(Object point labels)
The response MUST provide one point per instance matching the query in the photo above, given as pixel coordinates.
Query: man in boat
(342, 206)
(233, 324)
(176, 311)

• Challenge
Can you change "man in boat" to "person in boat" in the entries and write them out again with everything else the same?

• Reply to the exercise
The response MUST provide one point per instance matching the query in the photo above, given as pixel coordinates.
Query: person in boat
(342, 206)
(233, 324)
(176, 311)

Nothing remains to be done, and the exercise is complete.